### Description of the task
What you return should be the complete listing, unchanged, with no pictures in it.

----------------

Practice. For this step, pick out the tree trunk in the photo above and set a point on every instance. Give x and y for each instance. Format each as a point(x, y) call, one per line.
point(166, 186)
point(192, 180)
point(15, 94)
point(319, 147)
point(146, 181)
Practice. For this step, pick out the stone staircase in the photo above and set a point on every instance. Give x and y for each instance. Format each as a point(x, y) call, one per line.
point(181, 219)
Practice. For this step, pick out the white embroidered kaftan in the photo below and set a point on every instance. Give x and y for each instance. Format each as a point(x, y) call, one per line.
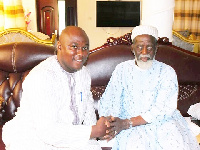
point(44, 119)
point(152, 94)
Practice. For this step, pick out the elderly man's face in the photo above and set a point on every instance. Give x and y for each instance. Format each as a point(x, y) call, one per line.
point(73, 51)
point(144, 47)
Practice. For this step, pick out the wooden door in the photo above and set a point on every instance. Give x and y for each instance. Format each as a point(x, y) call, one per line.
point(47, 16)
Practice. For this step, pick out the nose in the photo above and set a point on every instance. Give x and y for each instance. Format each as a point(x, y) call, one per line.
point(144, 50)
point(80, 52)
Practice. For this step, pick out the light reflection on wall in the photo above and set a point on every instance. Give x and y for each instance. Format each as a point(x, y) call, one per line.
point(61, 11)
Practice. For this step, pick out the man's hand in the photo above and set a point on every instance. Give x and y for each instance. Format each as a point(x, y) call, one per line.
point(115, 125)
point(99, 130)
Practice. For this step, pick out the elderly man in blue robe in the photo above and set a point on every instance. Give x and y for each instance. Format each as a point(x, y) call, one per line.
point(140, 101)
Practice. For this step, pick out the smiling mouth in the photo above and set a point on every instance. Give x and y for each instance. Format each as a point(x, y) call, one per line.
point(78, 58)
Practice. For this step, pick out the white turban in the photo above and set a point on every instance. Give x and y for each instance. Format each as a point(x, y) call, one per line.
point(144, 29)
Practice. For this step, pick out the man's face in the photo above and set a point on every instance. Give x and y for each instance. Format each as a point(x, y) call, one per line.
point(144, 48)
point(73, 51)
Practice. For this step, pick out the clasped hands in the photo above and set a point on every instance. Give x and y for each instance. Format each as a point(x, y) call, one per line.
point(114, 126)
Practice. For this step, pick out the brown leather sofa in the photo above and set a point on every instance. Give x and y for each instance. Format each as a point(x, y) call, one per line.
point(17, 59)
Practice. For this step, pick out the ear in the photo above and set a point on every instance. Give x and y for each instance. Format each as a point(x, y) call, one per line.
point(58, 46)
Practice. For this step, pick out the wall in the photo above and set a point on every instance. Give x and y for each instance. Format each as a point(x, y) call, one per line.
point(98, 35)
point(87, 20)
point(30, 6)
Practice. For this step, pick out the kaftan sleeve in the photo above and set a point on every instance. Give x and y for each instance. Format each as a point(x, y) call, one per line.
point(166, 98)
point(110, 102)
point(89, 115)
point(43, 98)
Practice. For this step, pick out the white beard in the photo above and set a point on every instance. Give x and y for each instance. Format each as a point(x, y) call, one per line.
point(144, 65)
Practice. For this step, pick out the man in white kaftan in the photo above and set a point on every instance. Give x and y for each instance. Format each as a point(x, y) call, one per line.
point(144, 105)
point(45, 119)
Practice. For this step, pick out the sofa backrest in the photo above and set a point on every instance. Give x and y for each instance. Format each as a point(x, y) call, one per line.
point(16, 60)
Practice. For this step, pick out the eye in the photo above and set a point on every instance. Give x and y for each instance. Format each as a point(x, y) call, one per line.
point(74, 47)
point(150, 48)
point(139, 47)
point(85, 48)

----------------

### Solution for this task
Practice. For this step, pick out the tree trunk in the photo above and set a point on every instance. Give x and y for each instance. Format each as a point(x, y) call, one per line.
point(166, 186)
point(192, 180)
point(15, 94)
point(319, 147)
point(146, 181)
Practice. For this step, pick out the stone staircase in the photo above and set a point on every instance. Give x and y for each instance. Format each as a point(x, y) call, one per line.
point(181, 219)
Practice. For this step, pick out the white embroidered kaftan in the photo below and set a point on every instance. Give x and y for each instance. Format each as a point(x, y) call, one per line.
point(44, 119)
point(152, 94)
Practice. For this step, pick out the elderly man's face in the photo above and set a point on every instance. Give x and y for each instance. Format each as a point(x, y) call, one per line.
point(73, 51)
point(144, 47)
Practice. For this step, pick out the wooden door in the photo above and set a point on every instance. Give x and y for each instance. Format each as a point(x, y) call, one per line.
point(47, 16)
Practice. For this step, pick out the nose in the photo above and set a point on every instance. Give x and y for each instance. Format each as a point(x, y) call, one per line.
point(144, 50)
point(80, 52)
Practice. For this step, pick out the light reflection on wall in the photo above and set a point on every instance. Give x and y for each instance. Format each as a point(x, y) call, one per line.
point(61, 11)
Practice. For this step, pick out the man's hand in the photo above and set a point on every instance. Give x and y for each instance. Format each as a point(x, y) call, one per line.
point(115, 125)
point(99, 130)
Practice. For this step, pick out the elderly man in blue robe in the photo above and set a point on every instance. Give x and y for each instance. Format each as a point(x, y) call, one per line.
point(140, 101)
Practice. For this step, pick out the smiling mouth in the photo above and set a point on every instance. Give x and y for each instance. Format each as a point(x, y) call, one per line.
point(78, 58)
Practice. For this step, pick out the white turban in the photo above and set a point on every instance. Give x and y for each instance. Format each as a point(x, y) call, one per line.
point(144, 29)
Practice. For this step, pick out the man's face in the photo above and set a point on every instance. Give x and y for each instance. Format each as a point(x, y) call, one per line.
point(144, 48)
point(73, 51)
Practice. For this step, pick out the clasped hands in the photo above and set a point on every instance. Give x and y for each instance. Format each as a point(x, y) call, one per line.
point(114, 126)
Practice. For this step, pick out the brown leather sofa in the photo above and set a point on every instance. Give x and y for each instance. Format each as a point(x, y) call, one per line.
point(17, 59)
Practice. For this step, pick out the ear in the photo above and set a point on every instance. Give x and y for each instance. Format each as a point(x, y) call, one per line.
point(58, 46)
Practice. For this step, pick out the wall in the photo above and set a point on every instance. Give x and y for each instance. Format each as a point(x, y) call, one per line.
point(98, 35)
point(87, 20)
point(30, 6)
Practice. For this step, pick out the kaftan sleeve in the photo above and set a point on every instance. Give x and y for each instance. Format each as a point(x, y) call, one per line.
point(166, 98)
point(110, 102)
point(89, 115)
point(43, 98)
Practice. For this step, pick out the white beard in the photo above and set a point on every instance. Give x and y for each instance. Format each as a point(x, y) call, one per line.
point(144, 65)
Practice. For this step, pick out the man in white kaftan in the photo above and set a point on every instance. Give x and y for each instance. Format each as a point(x, y) call, one per line.
point(144, 105)
point(45, 119)
Practice. For this step, pick out the sofa backrest in the photo above and set a point on every instance. Give x and y for each instance. Format each as a point(x, y) call, one per line.
point(16, 60)
Practice. For this step, pick out the eye in the photo above and set a point on every instance. Give x and y for each instance. Format each as a point(x, y) call, one per line.
point(74, 47)
point(150, 48)
point(139, 47)
point(85, 48)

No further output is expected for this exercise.